====== SELECTED PASSAGE

Our Gospel reading is a parable spoken by Jesus, a story of a landowner, or householder, and his employment practices. If we begin here also with a definition: a parable is a simple story with a moral – a story told to teach a lesson. In this parable, a householder, in need of workers to tend his vineyard, goes out to the marketplace at six a.m., contracts with a group of recruits for a daily wage, and sends them into his vineyard to work. He goes to the marketplace again at 9 am, 12 noon, and 3 pm, each time encountering those looking to work, and sends them to his vineyard. At 5 pm, near the end of the workday, he goes one more time, finds people wanting to work, who, when asked why they are there, make the obvious claim that no one has hired them. He sends them to work as well. At the end of the day he instructs his second-in-command to pay them their allotted wage, beginning with the most-recently hired, who receive a full day’s pay for their hour’s work. Each successive group is paid, and each receives the same wage. When the first group hired, the full-day workers are finally called up, they too receive the wage they had contracted. Now think “grumbling” with a capital G. “It’s not fair! They worked one hour, we worked a whole day. They’re getting the same money as we are?” Righteous grumbling? Or a parable – a lesson with a meaning that causes us to re-evaluate what is being taught.

It’s helpful, as usual, to see this story in context with what goes before, and comes after. The lead-in is Jesus’ encounter with a young man who asks this question of him, “What must I do – what good deed must I do – to inherit eternal life?” And the follow-up is an encounter with the mother of two of Jesus’ disciples who cadges to gain them a place of honour in the coming kingdom. In essence it becomes, “What must they do to sit closest to you?” These are examples of a works righteousness, gaining salvation by doing good. But the story of the householder and his vineyard can be seen to have a different ending, and, thus, a different moral lesson. The householder believed that it was his right to do whatever he wanted with the money to pay wages. It would seem that for him, it was much less important to base one’s pay on the amount of work done, than it was to base it on need. In the work environment of this story, and in many places in our world today, individuals are hired on a day-to-day basis for labour. The workers assemble at a chosen place, the managers arrive and choose those they need – possibly the youngest, or the fittest – and negotiate wages – or not. Those not chosen for the first job may wait around hoping for other managers to come. It’s not that they are lazy. It’s as they stated when the householder asked them why they weren’t working. Their truthful answer, “Because no one hired us.” Period.

With the onset of the pandemic in March of this year, many people lost their jobs. While some of those have been able to return to work, many others are still unemployed. It’s not because they don’t want to work. The fact is, there isn’t appropriate work for them. And it is in this environment that governments are looking and talking and thinking more carefully about a guaranteed basic income, which would ensure everyone an income sufficient to meet basic needs and live with dignity, regardless of work status.

Now please don’t conclude that I’m inferring that this story is about guaranteed basic income. I’m not. I do believe, however, that one way of understanding the householder’s actions in paying his workers was based on an idea of just compensation, where fairness is balanced by need. He understood that every one who assembled each morning with hope to be employed was in need of work to pay for the necessities of living. There were mouths to feed, shelter to be had.

Perhaps the crucial purpose in this and many of Jesus’ parables of the kingdom was to teach consistently and repeatedly about the person and nature of God; to help the listener see and know that God is a God of grace; that God’s unconditional love, and unfailing mercy, are gifts that we can never earn. There is nothing to earn—we don’t have to do more or be better in order to ensure that God loves us, because God loves us completely already. And for this we can say, thanks be to God!

============
====== STUDY MATERIAL

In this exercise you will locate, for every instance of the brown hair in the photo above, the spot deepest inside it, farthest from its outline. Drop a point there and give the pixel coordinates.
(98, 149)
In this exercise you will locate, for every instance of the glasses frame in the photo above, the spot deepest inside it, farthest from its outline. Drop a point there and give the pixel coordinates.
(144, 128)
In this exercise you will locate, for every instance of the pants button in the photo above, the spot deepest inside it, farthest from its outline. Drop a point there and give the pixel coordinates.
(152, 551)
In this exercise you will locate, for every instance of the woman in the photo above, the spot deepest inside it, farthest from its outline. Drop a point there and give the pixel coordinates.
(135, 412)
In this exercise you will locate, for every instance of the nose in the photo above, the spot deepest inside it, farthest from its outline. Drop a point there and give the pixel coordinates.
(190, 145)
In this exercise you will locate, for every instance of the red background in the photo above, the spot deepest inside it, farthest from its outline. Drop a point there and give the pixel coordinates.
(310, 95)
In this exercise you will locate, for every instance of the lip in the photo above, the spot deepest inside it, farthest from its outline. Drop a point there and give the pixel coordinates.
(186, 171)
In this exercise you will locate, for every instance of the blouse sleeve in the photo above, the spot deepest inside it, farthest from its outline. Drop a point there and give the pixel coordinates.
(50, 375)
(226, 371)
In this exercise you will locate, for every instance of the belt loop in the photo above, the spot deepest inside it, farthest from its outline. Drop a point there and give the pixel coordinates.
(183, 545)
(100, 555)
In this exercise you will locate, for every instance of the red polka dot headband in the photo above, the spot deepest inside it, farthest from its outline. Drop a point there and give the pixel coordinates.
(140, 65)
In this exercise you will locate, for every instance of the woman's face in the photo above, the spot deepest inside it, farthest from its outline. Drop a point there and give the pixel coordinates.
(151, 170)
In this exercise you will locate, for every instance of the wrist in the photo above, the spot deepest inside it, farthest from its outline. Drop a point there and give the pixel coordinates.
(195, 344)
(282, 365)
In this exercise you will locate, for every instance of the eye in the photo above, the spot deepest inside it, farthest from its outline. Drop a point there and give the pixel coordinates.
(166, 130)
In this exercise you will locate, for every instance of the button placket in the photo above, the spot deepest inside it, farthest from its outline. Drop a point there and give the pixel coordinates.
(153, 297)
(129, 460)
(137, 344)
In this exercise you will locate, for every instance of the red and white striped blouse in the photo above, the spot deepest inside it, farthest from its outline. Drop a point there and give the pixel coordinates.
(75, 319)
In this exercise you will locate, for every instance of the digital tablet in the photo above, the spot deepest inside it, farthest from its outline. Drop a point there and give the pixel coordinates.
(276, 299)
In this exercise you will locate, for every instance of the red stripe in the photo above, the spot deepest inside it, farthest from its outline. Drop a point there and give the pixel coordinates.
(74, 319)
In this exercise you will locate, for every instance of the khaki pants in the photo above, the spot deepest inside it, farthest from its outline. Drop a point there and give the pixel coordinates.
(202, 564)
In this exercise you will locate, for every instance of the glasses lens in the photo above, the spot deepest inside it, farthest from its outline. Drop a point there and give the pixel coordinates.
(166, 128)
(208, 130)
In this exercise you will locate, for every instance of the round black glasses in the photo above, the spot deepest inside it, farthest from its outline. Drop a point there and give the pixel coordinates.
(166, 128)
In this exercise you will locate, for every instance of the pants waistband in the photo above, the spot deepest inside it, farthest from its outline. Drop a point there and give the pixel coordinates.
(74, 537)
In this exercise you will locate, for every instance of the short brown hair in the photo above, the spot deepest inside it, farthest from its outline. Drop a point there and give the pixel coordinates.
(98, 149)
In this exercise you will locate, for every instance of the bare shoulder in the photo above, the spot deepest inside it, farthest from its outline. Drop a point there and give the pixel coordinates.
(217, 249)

============

• WORK INSTRUCTIONS
1. How would you render this sentence from the sermon on the vineyard parable in Spanish: "The householder believed that it was his right to do whatever he wanted with the money to pay wages."?
2. Could you set down, word for word, the part of the sermon on the vineyard parable that begins at the words "Perhaps the crucial" and stops after "thanks be to God!"?

• SOLUTIONS TO THE TASKS
1. El dueño de la casa creía que tenía derecho a hacer lo que quisiera con el dinero para pagar los salarios.

2.
Perhaps the crucial purpose in this and many of Jesus’ parables of the kingdom was to teach consistently and repeatedly about the person and nature of God; to help the listener see and know that God is a God of grace; that God’s unconditional love, and unfailing mercy, are gifts that we can never earn. There is nothing to earn—we don’t have to do more or be better in order to ensure that God loves us, because God loves us completely already. And for this we can say, thanks be to God!